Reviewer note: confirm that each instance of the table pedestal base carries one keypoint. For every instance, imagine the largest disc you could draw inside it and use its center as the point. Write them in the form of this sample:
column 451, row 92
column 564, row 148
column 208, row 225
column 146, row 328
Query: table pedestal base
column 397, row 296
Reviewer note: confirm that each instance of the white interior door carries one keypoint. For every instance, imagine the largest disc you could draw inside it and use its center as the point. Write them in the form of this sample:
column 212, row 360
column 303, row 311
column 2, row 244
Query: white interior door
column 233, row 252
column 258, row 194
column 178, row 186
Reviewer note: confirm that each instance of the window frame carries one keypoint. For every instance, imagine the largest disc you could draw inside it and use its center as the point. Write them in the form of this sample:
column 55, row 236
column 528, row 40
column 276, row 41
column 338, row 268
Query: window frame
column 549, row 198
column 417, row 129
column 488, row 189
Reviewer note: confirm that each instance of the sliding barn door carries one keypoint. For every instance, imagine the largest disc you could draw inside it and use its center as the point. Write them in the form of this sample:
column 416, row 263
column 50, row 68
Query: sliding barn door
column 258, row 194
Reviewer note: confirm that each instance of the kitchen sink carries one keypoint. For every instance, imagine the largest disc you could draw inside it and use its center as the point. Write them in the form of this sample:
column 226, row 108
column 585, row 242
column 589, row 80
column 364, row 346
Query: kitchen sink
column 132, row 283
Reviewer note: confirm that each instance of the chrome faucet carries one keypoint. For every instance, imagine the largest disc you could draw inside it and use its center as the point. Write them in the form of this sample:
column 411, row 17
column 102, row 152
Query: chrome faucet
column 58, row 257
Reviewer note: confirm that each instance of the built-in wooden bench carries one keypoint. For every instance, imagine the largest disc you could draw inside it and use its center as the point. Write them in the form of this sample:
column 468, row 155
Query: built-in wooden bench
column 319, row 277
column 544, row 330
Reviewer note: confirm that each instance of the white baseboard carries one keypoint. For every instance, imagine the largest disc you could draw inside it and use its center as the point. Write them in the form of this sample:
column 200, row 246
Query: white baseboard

- _What the exercise asks_: Output the records verbatim, from the first line to the last.

- _The output_:
Reviewer note: confirm that each instance of the table pedestal base carries one keypoint. For every instance, imagine the largest disc you could draw inside it and use its center as the point. Write them in the form of this sample:
column 451, row 92
column 564, row 148
column 208, row 225
column 146, row 328
Query: table pedestal base
column 397, row 296
Reviewer note: confirm that each instance of the white interior door carries one keypoint. For every instance, imagine the largest disc you could draw inside it and use its center as the point. Write them in the form of this sample:
column 212, row 360
column 303, row 311
column 2, row 244
Query: white interior door
column 233, row 252
column 258, row 194
column 178, row 186
Reviewer note: confirm that each instance of the window frame carries one keypoint. For every instance, imagine the largest disc you could draw inside it and use its center as the point. Write them in the form of this sample:
column 55, row 236
column 528, row 40
column 276, row 41
column 338, row 268
Query: window frame
column 549, row 198
column 417, row 129
column 488, row 189
Reviewer note: confirm that each instance of the sliding barn door carries one keypoint. For every instance, imagine the largest disc you could draw inside it and use its center as the point. Write them in the form of this sample:
column 416, row 263
column 50, row 68
Query: sliding barn door
column 258, row 194
Reviewer note: confirm that each instance of the kitchen sink carries one keypoint. For every instance, imagine the largest disc you could draw inside it and use its center as the point. Write them in the form of this sample:
column 226, row 108
column 585, row 242
column 589, row 80
column 364, row 346
Query: kitchen sink
column 132, row 283
Reviewer note: confirm that each instance of the chrome faucet carries one keypoint. For every instance, imagine the largest disc you could draw inside it and use its center as the point. Write them in the form of this sample:
column 411, row 17
column 102, row 152
Query: chrome faucet
column 58, row 257
Reviewer note: confirm that each instance of the built-in wooden bench carries one keypoint. For every instance, imagine the largest disc you could draw inside it and use its center as the point. Write them in the form of this sample:
column 468, row 155
Query: built-in wooden bench
column 319, row 277
column 544, row 330
Reviewer note: confirm that each instance of the white baseboard carries one keypoint. For every instance, imagine the largest disc you could draw inside it and use its center as the point. Write them in the form of this sample:
column 200, row 246
Query: white baseboard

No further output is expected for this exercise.